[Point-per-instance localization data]
********************

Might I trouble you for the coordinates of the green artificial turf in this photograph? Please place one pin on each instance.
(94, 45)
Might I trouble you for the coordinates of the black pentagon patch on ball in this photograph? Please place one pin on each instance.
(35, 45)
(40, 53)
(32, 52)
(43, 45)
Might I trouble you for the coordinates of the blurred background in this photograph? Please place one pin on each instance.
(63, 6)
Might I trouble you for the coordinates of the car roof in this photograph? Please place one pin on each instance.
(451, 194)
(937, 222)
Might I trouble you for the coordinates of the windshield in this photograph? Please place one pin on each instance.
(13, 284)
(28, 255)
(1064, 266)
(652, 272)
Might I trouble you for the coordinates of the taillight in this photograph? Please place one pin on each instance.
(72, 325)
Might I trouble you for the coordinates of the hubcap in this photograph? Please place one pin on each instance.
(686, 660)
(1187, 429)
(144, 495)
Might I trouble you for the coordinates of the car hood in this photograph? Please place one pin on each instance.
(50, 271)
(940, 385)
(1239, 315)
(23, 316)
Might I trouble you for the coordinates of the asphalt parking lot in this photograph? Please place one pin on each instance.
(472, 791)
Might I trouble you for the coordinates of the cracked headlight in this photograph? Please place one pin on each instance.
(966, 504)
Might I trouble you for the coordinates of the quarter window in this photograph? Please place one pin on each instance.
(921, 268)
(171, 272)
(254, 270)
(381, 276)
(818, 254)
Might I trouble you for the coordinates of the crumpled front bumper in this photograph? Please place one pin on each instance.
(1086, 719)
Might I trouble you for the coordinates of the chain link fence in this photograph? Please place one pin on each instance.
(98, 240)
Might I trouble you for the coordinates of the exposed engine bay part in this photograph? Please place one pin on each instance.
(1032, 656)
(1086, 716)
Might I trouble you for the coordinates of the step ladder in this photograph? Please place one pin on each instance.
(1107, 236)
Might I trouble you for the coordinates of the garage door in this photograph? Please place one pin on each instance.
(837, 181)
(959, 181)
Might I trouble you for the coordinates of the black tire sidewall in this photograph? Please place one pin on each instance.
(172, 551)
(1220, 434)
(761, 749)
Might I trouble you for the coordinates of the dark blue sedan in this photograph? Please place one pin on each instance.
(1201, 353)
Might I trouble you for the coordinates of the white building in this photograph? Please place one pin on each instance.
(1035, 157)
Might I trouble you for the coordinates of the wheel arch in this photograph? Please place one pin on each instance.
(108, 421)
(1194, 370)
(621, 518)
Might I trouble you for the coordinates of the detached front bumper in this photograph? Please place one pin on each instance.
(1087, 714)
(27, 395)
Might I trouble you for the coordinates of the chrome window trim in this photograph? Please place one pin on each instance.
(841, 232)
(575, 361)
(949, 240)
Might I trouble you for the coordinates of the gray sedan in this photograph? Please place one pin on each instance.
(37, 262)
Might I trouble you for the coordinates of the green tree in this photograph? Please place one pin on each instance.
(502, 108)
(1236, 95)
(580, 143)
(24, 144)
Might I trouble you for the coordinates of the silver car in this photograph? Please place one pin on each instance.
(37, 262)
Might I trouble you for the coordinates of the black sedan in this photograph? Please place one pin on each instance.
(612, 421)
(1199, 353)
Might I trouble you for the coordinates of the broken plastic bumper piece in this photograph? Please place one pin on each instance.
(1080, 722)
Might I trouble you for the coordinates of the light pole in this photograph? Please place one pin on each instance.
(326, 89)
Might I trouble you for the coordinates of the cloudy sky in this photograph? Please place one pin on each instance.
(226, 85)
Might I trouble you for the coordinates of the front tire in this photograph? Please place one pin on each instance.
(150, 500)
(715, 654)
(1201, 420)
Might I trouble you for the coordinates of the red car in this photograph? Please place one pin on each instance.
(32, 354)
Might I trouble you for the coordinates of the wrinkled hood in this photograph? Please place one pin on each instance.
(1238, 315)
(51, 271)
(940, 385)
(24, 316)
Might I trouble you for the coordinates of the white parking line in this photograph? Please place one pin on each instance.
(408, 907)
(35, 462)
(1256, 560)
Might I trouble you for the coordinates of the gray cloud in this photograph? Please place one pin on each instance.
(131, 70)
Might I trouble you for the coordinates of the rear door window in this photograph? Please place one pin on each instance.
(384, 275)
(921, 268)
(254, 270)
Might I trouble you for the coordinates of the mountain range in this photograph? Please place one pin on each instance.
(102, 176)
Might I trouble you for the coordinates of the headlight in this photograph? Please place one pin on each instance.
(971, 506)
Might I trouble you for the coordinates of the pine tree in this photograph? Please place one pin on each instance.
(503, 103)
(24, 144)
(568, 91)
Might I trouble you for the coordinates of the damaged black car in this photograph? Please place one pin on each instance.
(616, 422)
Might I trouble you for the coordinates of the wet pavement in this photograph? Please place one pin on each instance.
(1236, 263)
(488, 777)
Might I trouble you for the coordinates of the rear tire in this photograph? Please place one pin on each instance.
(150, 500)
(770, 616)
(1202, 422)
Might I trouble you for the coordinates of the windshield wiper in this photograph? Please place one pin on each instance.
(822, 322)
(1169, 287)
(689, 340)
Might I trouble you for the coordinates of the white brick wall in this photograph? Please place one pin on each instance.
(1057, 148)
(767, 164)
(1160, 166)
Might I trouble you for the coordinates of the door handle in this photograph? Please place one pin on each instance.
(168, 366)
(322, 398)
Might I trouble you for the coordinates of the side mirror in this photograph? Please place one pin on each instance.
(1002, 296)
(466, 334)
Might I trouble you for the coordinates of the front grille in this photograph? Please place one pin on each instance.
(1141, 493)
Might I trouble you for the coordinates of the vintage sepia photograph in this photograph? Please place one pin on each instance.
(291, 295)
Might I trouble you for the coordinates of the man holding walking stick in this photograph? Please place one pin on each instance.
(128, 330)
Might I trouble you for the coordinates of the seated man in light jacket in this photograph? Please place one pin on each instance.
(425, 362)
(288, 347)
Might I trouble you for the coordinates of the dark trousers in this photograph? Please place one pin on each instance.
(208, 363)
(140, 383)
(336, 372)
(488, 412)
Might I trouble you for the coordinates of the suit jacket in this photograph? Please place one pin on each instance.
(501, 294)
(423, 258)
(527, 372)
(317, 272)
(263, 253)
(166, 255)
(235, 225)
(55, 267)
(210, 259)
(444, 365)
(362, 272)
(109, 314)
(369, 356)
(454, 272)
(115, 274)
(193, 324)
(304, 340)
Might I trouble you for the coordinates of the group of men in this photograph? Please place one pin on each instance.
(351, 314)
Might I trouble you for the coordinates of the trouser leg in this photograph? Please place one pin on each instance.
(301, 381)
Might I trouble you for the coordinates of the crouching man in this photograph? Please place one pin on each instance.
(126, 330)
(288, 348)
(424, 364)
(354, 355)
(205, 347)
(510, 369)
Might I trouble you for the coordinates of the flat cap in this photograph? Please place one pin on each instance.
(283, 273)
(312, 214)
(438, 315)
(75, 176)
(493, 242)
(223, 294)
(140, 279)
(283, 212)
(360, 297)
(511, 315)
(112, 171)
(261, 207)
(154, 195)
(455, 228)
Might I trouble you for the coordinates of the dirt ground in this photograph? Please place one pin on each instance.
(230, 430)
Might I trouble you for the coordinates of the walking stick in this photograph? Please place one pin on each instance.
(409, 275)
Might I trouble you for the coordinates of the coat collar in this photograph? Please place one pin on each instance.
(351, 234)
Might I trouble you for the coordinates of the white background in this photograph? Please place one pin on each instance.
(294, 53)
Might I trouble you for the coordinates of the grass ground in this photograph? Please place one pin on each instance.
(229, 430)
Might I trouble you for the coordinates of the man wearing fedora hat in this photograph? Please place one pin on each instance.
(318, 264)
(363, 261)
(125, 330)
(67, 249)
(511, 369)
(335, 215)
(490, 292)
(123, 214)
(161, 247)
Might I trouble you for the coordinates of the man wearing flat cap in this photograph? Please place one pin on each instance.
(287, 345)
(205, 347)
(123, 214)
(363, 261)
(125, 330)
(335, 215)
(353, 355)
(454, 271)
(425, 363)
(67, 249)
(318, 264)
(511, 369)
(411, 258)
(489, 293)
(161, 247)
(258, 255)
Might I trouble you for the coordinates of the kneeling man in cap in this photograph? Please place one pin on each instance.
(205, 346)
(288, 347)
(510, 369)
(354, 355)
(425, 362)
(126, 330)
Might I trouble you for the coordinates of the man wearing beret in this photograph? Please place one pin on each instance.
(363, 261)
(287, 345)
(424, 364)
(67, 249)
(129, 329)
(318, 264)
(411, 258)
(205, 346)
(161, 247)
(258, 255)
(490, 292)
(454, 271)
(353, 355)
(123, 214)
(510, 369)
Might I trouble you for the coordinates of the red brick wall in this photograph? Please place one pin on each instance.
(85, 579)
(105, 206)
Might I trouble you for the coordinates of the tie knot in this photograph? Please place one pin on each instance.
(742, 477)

********************

Output exactly the lines between the one containing "Might I trouble you for the coordinates of the coat" and the final line above, both inclusive.

Might I trouble you for the coordinates of the coat collar in this photograph? Please place one pin on each instance.
(351, 234)
Might I trouble you for the coordinates of the white background in this photograph? Please place one pin on each instance.
(294, 53)
Might I trouble you for the coordinates of the grass ground in this photograph? Please place one pin on each instance.
(229, 430)
Might I trouble you for the coordinates of the man wearing fedora hat in this photograph? Please place one pin on each instance.
(318, 264)
(363, 261)
(125, 330)
(67, 249)
(511, 369)
(335, 215)
(490, 292)
(123, 214)
(161, 247)
Might I trouble you for the coordinates of the man wearing flat cap in this photograph? Please place one pin on each instance.
(287, 345)
(205, 347)
(123, 214)
(363, 261)
(125, 330)
(335, 215)
(353, 355)
(454, 271)
(425, 363)
(67, 249)
(318, 264)
(511, 369)
(411, 258)
(489, 293)
(161, 247)
(258, 255)
Might I trouble you for the coordinates of the kneeling man in cap in this photograph? Please place one pin on each instance.
(205, 346)
(288, 347)
(510, 369)
(354, 355)
(425, 362)
(126, 330)
Might I trouble you for the coordinates of the man wearing beret in this photograph? Please place one pin on each instance.
(363, 261)
(287, 345)
(424, 364)
(67, 249)
(129, 329)
(318, 264)
(411, 258)
(205, 346)
(161, 247)
(258, 255)
(490, 292)
(454, 271)
(353, 355)
(123, 214)
(510, 369)
Might I trouble you for the coordinates of the red brick wall in this photograph? Please place one pin on each instance.
(85, 579)
(105, 206)
Might I trouble you for the coordinates of the tie knot in this photograph? Please place one pin on each instance.
(742, 477)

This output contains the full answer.